Extracto del documento:
★ ★ ★ ★ ★ ★ ★
Las relaciones familiares han constituido un tema tradicional para la creación, especialmente la literaria
Portada Entra en mi vida, de Clara Sánchez, donde explora las adopciones como tema literario. foto:clarasanchez.com.fuente:lavanguardia.com |
Hay prototipos eternos en el imaginario colectivo. El avaro, el
traidor, la mujer fatal, los amigos.., son algunos ejemplos, como nos lo
confirma cualquier diccionario de personajes y argumentos de la
literatura universal. Pero también hay otros que surgen con los tiempos,
que nacen –y a veces mueren– en un lugar y una época. Fue el caso del pícaro
en el Siglo de Oro español, o de las prostitutas y mineros que sacó a
escena el naturalismo decimonónico. Es, con todo, bastante raro que un
argumento nuevo, sin precedentes –o casi–, aparezca y se desarrolle con
claridad, destacando inequívocamente en la intrincada selva de la
bibliografía. Y esto es lo que está sucediendo ante nuestros ojos con un
tema prácticamente inédito hasta finales del siglo XX: la adopción.
Las relaciones familiares son, como es lógico, una constante en la
ficción de cualquier época. Pero sorprende el desequilibrio en su
representación. Padre e hijo, hermanos varones y (con mucha menos
frecuencia) padre e hija, madre e hijo, son los grandes protagonistas.
Hermanas y madres e hijas, en cambio, han estado casi ausentes de la
literatura (con alguna excepción, como la tragedia griega) hasta que en
el siglo XX empieza a haber, en gran número y no como rara excepción,
escritoras. Con este reequilibrio, el panorama de la literatura sobre
temas familiares parecía ya completo. Hasta que una nueva realidad
social, la adopción, ha generado un tema que aunque ya se trataba en
algunos clásicos (de Edipo a Cumbres borrascosas) sólo ahora se convierte en una verdadera corriente.
El corazón y las lágrimas
La evolución, si la observamos en la bibliografía española, es
transparente. Empieza en los años 50, con ensayos sobre el aspecto
jurídico, en particular la herencia y la nacionalidad de los hijos
adoptivos. Y no hay prácticamente nada nuevo, hasta que a finales de
siglo, de pronto, se produce un boom. A los primeros testimonios que
encontramos registrados en el catálogo de la Biblioteca Nacional (uno,
traducido, de 1987: ¿Por qué me adoptaron?, de Carol Livingston; otro, nacional, de 1995: Tú, nuestro sueño. Crónica de una adopción internacional,
de Puri Biniés), sucede, concretamente en 1999, un aluvión de libros de
todo tipo: más testimonios, guías prácticas, consejos psicológicos,
ayuda pedagógica, jurisprudencia, cuentos para niños... Y la actitud
dominante está muy clara. Es la que expresa en 1990 la novelista
italiana Natalia Ginzburg en un curioso librito titulado Serena Cruz o la verdadera justicia.
Comentando un caso real, el de una niña filipina que las autoridades
retiraron a sus padres adoptivos italianos por haber mentido en cuanto a
su filiación, Ginzburg se rebela contra quienes “desconfían de la
generosidad y temen los impulsos emotivos, el corazón y las lágrimas”.
★ ★ ★ ★ ★ ★ ★
Material proporcionado:
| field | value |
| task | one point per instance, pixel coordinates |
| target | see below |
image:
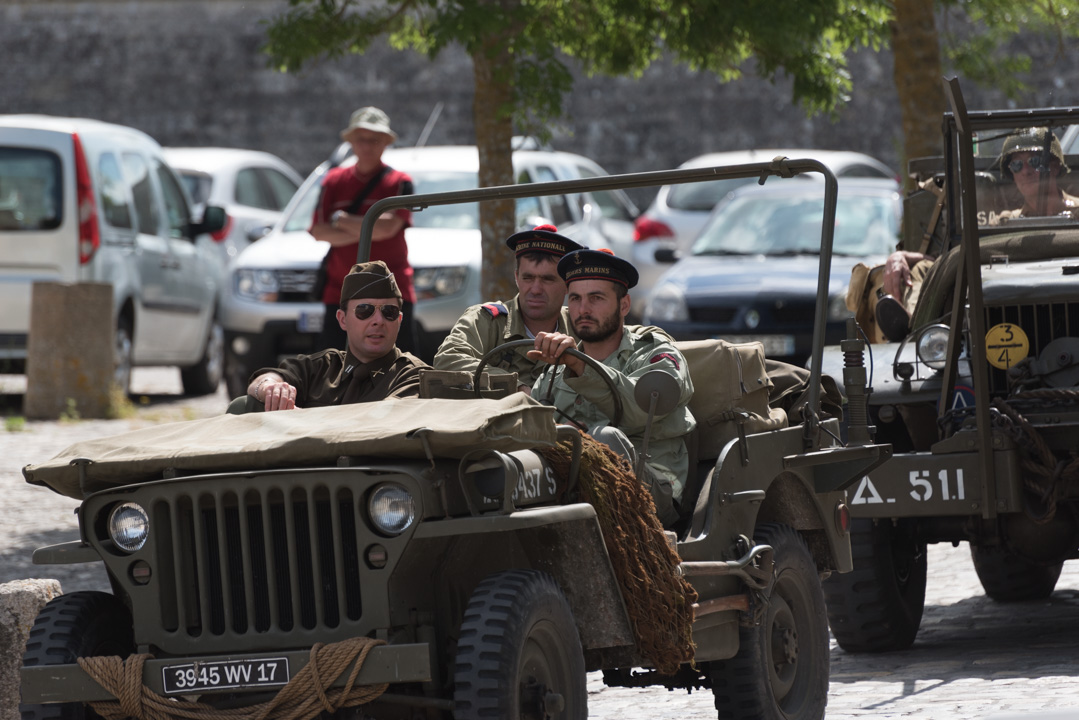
★ ★ ★ ★ ★ ★ ★
Tareas solicitadas:
• A. Duplica el fragmento del artículo sobre la adopción en la literatura que se inicia con las palabras "Las relaciones familiares son, como" y concluye con "una verdadera corriente.".
• B. Responde, a partir del artículo sobre la adopción en la literatura, a las siguientes preguntas:
(i) ¿Qué personaje surgió en el Siglo de Oro español como ejemplo de prototipo ligado a una época?
(ii) ¿En qué año se publicó el testimonio nacional Tú, nuestro sueño. Crónica de una adopción internacional?
(iii) ¿En qué año se produjo el aluvión de libros de todo tipo sobre la adopción?
• C. Explica en una a tres oraciones por qué, según el artículo sobre la adopción en la literatura, el panorama de la literatura sobre temas familiares parecía ya completo.

Tareas resueltas:
• A.
Las relaciones familiares son, como es lógico, una constante en la
ficción de cualquier época. Pero sorprende el desequilibrio en su
representación. Padre e hijo, hermanos varones y (con mucha menos
frecuencia) padre e hija, madre e hijo, son los grandes protagonistas.
Hermanas y madres e hijas, en cambio, han estado casi ausentes de la
literatura (con alguna excepción, como la tragedia griega) hasta que en
el siglo XX empieza a haber, en gran número y no como rara excepción,
escritoras. Con este reequilibrio, el panorama de la literatura sobre
temas familiares parecía ya completo. Hasta que una nueva realidad
social, la adopción, ha generado un tema que aunque ya se trataba en
algunos clásicos (de Edipo a Cumbres borrascosas) sólo ahora se convierte en una verdadera corriente.

• B.
(i) El pícaro.
(ii) En 1995.
(iii) En 1999.

• C. Hasta el siglo XX, hermanas y madres e hijas estuvieron casi ausentes de la literatura. Ese siglo empezó a contar con escritoras en gran número. Con este reequilibrio, el panorama de la literatura sobre temas familiares parecía ya completo.